_Page excerpt_
··········

Tapir

IT’S A WINDY, RAINY day so we’re delighted to find that the South American Tapir, Tapirus terrestris, here at the Ponderosa Rare Breeds Farm, Heckmondwike, has ventured out of his shelter. He immediately ambles over to snuffle at us when we arrive. On a summer visit 18 months ago, he stayed in the shade of his shelter all afternoon and I didn’t get chance to draw him so I make a few quick sketches in the drizzle adding the colour later from a Googled photograph, and from memory, as the photograph didn’t quite coincide with the browny grey or ‘dull chestnut’ that I’d made a mental note of.

There’s also time to draw one of the busy band of Meerkats, Suricata suricata, which are chattering and burbling in their enclosure.

I get the opportunity in the Reptile House to hold a North American Corn Snake, also known as the Red Ratsnake, Pantherophis guttatus, (from its grey-brown colour, I guess that this was the Midwestern subspecies Elaphe guttata emoryi). Its scales are softer than I expected, despite being cold-blooded its warmer than the ambient temperature (it has probably been in a warm spot in its vivarium) and it feels stoutly muscular when it pushes itself into my armpit. It gives the impression of being completely relaxed and confident as I support it; it’s used to being handled. I also briefly have a female Australian Bearded Lizard, a.k.a. Central Bearded Dragon, Pogona vitticeps, resting on my shoulder. She appears briefly in a marker pen sketch on my page on the Animated Yorkshire workshop that I took part in here in 2010.

··········

_Parts of the exercise_
A. Decide whether each statement agrees with the farm visit notes: (i) on this visit the tapir stayed inside his shelter; (ii) the corn snake's scales felt softer than expected; (iii) the Bearded Dragon rested on the writer's arm. Answer yes or no for each and quote the deciding words.
B. Print everything in the farm visit notes from "IT’S A WINDY, RAINY" down to "mental note of.", word for word.
The listing comes from a separate source and has no connection to the farm visit notes.

(Saved entries)

··········

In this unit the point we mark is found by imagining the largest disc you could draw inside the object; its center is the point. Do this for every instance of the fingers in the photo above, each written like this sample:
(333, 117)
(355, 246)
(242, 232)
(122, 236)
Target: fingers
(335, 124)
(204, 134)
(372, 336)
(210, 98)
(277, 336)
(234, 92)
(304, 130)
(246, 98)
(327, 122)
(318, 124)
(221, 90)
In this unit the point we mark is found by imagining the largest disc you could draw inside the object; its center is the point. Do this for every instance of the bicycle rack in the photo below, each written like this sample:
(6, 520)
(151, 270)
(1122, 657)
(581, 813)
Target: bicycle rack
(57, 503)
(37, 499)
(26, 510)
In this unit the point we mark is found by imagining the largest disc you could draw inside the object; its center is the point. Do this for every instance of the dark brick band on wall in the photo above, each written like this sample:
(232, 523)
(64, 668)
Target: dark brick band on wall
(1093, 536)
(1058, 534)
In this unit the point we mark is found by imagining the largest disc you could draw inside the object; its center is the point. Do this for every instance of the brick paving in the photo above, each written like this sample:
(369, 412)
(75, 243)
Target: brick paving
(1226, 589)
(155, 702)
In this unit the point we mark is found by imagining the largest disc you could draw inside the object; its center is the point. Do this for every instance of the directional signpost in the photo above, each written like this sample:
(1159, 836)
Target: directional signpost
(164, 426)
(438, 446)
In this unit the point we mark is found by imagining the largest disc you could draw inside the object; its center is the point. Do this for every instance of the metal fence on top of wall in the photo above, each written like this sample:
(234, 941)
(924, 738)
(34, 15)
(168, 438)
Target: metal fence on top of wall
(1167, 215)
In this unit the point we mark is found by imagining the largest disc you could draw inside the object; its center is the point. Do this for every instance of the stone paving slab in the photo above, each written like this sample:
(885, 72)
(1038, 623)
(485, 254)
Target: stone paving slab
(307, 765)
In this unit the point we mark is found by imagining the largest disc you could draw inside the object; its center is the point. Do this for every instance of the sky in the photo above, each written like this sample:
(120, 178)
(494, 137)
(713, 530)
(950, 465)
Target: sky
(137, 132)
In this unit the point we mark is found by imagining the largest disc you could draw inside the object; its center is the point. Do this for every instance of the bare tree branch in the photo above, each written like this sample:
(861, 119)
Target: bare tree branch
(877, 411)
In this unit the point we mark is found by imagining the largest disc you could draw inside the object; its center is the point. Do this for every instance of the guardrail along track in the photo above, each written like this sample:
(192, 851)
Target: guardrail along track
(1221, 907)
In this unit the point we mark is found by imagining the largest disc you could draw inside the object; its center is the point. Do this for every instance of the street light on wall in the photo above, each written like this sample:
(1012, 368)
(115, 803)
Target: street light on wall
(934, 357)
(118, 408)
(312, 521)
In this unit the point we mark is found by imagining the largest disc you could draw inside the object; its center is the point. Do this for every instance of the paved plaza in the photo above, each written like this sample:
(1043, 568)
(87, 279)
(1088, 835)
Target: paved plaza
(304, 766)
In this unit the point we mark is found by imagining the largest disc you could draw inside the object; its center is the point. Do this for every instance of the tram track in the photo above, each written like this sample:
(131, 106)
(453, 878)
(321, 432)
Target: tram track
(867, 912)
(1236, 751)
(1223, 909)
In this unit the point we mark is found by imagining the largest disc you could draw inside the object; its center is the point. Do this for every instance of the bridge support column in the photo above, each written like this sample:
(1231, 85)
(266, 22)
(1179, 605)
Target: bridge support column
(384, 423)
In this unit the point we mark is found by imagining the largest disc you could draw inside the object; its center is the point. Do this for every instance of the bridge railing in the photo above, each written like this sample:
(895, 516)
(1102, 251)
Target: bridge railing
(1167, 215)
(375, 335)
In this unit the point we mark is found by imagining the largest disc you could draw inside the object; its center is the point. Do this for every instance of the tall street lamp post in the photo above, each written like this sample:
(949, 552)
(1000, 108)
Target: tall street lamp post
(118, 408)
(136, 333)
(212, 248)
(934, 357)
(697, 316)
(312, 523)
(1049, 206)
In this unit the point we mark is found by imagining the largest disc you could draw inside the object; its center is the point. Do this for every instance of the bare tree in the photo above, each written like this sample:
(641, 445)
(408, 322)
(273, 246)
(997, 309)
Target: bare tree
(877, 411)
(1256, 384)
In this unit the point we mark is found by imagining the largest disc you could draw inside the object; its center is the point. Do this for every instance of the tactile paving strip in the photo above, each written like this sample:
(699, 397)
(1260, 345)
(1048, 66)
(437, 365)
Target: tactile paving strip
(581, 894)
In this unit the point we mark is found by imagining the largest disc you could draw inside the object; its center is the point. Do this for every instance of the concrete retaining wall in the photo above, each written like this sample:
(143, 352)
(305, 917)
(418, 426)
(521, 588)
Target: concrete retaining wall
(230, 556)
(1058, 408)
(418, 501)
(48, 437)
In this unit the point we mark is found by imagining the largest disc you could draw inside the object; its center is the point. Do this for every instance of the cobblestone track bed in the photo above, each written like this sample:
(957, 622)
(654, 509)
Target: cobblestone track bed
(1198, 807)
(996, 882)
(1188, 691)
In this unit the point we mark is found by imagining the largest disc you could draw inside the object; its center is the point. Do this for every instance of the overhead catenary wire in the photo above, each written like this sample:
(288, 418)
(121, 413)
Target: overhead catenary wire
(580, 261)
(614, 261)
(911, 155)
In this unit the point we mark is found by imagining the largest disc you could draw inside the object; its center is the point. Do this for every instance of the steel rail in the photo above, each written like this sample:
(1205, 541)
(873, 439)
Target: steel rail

··········

_Numbered responses_
A.
(i) No: "has ventured out of his shelter"
(ii) Yes: "Its scales are softer than I expected"
(iii) No: "resting on my shoulder"

B.
IT’S A WINDY, RAINY day so we’re delighted to find that the South American Tapir, Tapirus terrestris, here at the Ponderosa Rare Breeds Farm, Heckmondwike, has ventured out of his shelter. He immediately ambles over to snuffle at us when we arrive. On a summer visit 18 months ago, he stayed in the shade of his shelter all afternoon and I didn’t get chance to draw him so I make a few quick sketches in the drizzle adding the colour later from a Googled photograph, and from memory, as the photograph didn’t quite coincide with the browny grey or ‘dull chestnut’ that I’d made a mental note of.